Your goal >> List every line in the items below that contains the string "trunk". Matching is case-sensitive.

★ ★ ★ ★ ★

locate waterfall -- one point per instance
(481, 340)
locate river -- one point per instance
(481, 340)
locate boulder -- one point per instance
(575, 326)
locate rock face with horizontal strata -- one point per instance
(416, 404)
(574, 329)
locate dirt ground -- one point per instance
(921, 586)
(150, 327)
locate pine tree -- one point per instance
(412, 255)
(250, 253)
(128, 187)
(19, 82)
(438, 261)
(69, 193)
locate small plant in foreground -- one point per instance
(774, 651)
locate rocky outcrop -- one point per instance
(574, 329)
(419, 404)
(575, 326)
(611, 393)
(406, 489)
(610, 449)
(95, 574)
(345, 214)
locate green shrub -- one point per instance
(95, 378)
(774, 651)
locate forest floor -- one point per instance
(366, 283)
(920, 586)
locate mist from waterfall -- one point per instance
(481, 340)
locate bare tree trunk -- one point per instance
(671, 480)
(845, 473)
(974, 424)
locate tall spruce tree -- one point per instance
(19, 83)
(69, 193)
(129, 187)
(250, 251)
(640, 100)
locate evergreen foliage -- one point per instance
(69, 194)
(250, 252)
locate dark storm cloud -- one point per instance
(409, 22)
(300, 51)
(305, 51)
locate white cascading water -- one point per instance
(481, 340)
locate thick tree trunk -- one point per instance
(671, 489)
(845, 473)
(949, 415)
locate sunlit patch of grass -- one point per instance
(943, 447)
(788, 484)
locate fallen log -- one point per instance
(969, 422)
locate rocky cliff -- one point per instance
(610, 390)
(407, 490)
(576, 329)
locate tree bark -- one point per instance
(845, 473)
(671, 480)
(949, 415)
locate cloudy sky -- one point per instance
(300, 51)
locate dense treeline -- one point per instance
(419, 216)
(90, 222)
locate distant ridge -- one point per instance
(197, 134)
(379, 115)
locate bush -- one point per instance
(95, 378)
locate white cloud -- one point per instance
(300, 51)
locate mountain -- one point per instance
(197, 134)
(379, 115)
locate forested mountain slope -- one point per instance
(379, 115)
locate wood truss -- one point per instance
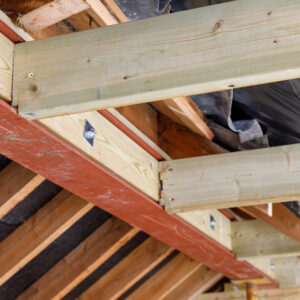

★ ★ ★ ★ ★

Solution >>
locate bare tree trunk -- one point per instance
locate thick tree trunk -- one point per instance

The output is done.